(Problem to work on) Copy out every record that follows, word for word.

Recorded data

━━━━━━━━━━━━━━━━

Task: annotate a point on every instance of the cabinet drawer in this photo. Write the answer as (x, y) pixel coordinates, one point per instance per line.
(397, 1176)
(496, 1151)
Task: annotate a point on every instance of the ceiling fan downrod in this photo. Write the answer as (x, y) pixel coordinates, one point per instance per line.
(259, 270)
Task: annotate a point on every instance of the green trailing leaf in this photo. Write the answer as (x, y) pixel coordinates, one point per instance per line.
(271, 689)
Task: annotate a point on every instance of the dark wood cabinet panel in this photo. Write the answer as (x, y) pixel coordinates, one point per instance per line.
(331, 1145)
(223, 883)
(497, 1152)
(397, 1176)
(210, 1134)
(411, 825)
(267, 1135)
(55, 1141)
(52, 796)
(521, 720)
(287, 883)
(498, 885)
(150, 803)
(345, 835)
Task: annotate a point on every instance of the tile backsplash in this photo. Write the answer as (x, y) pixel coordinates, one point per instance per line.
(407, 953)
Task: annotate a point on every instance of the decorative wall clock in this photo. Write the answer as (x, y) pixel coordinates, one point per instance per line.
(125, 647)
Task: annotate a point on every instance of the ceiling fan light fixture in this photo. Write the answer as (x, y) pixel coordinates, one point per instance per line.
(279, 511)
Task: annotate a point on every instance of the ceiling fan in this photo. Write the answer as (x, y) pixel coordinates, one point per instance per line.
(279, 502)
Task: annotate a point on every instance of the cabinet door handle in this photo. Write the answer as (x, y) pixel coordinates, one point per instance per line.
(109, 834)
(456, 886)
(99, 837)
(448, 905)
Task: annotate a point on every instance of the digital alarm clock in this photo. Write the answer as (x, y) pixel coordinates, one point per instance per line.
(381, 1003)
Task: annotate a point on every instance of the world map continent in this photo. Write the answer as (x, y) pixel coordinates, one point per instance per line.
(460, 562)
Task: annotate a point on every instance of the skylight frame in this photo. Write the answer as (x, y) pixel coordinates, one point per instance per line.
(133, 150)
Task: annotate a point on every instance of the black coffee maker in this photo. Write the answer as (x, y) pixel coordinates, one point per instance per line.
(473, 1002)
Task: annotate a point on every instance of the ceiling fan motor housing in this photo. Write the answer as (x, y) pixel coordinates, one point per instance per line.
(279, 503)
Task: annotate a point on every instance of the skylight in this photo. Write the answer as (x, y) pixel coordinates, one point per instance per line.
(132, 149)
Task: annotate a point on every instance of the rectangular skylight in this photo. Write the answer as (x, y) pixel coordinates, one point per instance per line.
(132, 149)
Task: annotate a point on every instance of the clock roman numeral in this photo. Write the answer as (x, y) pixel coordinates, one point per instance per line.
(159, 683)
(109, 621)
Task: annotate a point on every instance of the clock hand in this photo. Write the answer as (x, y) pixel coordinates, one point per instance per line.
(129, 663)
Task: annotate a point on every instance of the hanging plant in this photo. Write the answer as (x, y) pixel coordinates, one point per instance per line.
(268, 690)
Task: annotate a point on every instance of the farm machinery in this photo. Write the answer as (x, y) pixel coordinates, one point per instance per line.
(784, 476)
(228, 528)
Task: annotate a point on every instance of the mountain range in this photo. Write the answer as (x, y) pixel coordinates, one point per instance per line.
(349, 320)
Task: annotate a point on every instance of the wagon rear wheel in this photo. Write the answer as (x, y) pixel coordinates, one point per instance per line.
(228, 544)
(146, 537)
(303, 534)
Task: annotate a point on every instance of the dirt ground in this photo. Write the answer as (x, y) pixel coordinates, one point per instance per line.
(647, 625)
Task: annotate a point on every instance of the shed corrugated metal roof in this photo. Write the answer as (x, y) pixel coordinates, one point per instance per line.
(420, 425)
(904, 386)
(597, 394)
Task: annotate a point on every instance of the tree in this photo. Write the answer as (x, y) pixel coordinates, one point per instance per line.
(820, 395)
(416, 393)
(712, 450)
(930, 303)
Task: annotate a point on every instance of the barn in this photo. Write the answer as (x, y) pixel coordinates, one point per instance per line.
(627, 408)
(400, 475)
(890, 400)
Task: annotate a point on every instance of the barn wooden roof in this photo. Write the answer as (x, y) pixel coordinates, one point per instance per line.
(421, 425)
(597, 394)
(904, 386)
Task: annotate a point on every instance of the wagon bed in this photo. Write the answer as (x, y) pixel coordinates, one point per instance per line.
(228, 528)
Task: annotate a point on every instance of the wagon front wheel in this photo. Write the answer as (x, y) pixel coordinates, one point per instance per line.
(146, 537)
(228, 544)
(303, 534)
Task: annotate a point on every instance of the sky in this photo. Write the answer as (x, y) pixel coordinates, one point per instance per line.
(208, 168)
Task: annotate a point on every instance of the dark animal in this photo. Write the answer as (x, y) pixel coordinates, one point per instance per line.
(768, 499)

━━━━━━━━━━━━━━━━

(Solution to this problem)
Task: annotate a point on every instance of the cabinet drawer in this photo. Write the answer as (x, y) pixel coordinates, one point per instance per line.
(397, 1176)
(496, 1151)
Task: annotate a point on every instance of the ceiling fan downrod in this photo. Write the answer as (x, y) pixel coordinates, one point per instance per line.
(259, 270)
Task: annotate a point on every instance of the green trailing leaf in this photo. Write the answer as (x, y) pixel coordinates, one point per instance per line.
(271, 689)
Task: annotate a point on every instance of the dark wood cabinet panel in this photo. Write the answer as (x, y) pixel coordinates, one point per instance per line.
(331, 1145)
(223, 883)
(497, 1152)
(397, 1176)
(210, 1134)
(411, 825)
(267, 1135)
(55, 1141)
(52, 796)
(521, 720)
(287, 883)
(498, 885)
(150, 803)
(345, 835)
Task: annotate a point on every instance of the tile backsplash in this photo. Write the answer as (x, y) pixel coordinates, one point per instance per line.
(407, 953)
Task: annotate a point on every instance of the decorative wall clock in this photo. Write the answer as (x, y) pixel coordinates, one point per instance per line.
(125, 647)
Task: annotate a point on every instance of the ceiling fan light fixture in this photo. Write the answer as (x, y) pixel coordinates, one point per instance per line.
(279, 511)
Task: annotate a point on every instance of the ceiling fan in this photo. Write the answer as (x, y) pixel coordinates, one point per instance per line.
(279, 502)
Task: annotate a point on every instance of the cabinet door handle in this photo. Write the answer as (x, y) pixel coordinates, one point per instance per line.
(109, 834)
(456, 886)
(99, 837)
(448, 905)
Task: annotate a point on every instance of the digital alarm clock in this photo. Write the answer as (x, y) pixel coordinates, one point per instance per line.
(381, 1003)
Task: annotate a point on every instance of the world map continent in this photo. Write the answer as (x, y) pixel coordinates, one point per instance per line.
(460, 562)
Task: annotate a point on every instance of the skylight frame in this photo. Write the answer as (x, y) pixel coordinates, one point per instance per line.
(133, 150)
Task: annotate a point on every instance of the black coffee maker in this photo. Write the answer as (x, y) pixel coordinates, one point per instance per line.
(473, 1002)
Task: annotate a point on every instance of the ceiling fan motor housing in this photo. Write the answer as (x, y) pixel coordinates, one point per instance per line.
(279, 503)
Task: annotate a point on every instance of the skylight in this photo. Write the answer as (x, y) pixel coordinates, one point per instance per line.
(132, 149)
Task: annotate a point on every instance of the rectangular skylight in this photo. Write the answer as (x, y) pixel coordinates, one point per instance per line.
(132, 149)
Task: annotate a point on every instance of the clock roman numeral in this photo. Write the answer as (x, y) pixel coordinates, one point per instance per line.
(159, 683)
(109, 621)
Task: annotate a point on every instance of the clock hand in this photo. Write the answer as (x, y) pixel coordinates, one point per instance per line.
(129, 663)
Task: annotate a point on every instance of the hanging plant in this photo. Write the answer as (x, y) pixel coordinates, one point per instance per line.
(268, 690)
Task: annotate a point on every instance of the farm machinery in this photo. Write the answer as (x, y) pixel coordinates, one point per instance per line.
(784, 476)
(228, 528)
Task: annotate a point on every instance of the mountain range in this photo. Write the answer as (x, y) pixel coordinates, one point per instance per line.
(349, 320)
Task: annotate a point on every instance of the wagon rear wheel in this photo. Write the answer as (x, y) pixel coordinates, one point per instance per line.
(228, 544)
(146, 537)
(303, 534)
Task: annotate a point on every instance of the dirt ground in this photo. Write the answer as (x, y) pixel coordinates, one point per instance per line.
(647, 625)
Task: annotate a point on every instance of the shed corrugated metal roof in this photo. Write the answer as (x, y) pixel coordinates, one point per instance per line.
(420, 425)
(904, 386)
(597, 394)
Task: annotate a point on every instance of the tree in this photo. Write the answer as (x, y) pixel coordinates, one point per instance per line.
(820, 395)
(416, 393)
(712, 450)
(930, 303)
Task: annotate a point on every instance of the barn in this photo. Write the answer as (x, y) pixel coordinates, one point per instance per line.
(627, 408)
(400, 475)
(890, 400)
Task: annotate a point on every instance of the barn wooden roof in this photo. Write the answer as (x, y) pixel coordinates, one point per instance per line.
(421, 425)
(597, 394)
(904, 386)
Task: annotate a point on every instance of the wagon bed in this photo. Write the answer as (x, y) pixel coordinates, one point per instance per line.
(228, 528)
Task: annotate a point on every instance of the wagon front wheel in this photo. Write the answer as (x, y) pixel coordinates, one point per instance per line.
(146, 537)
(228, 544)
(303, 534)
Task: annotate a point on every instance of the sky in this photo. Write the answer as (x, y) pixel coordinates, one point per instance per line.
(208, 168)
Task: annotate a point on every instance of the dark animal in this photo. Write the answer as (x, y) pixel coordinates, one point per instance per line.
(768, 499)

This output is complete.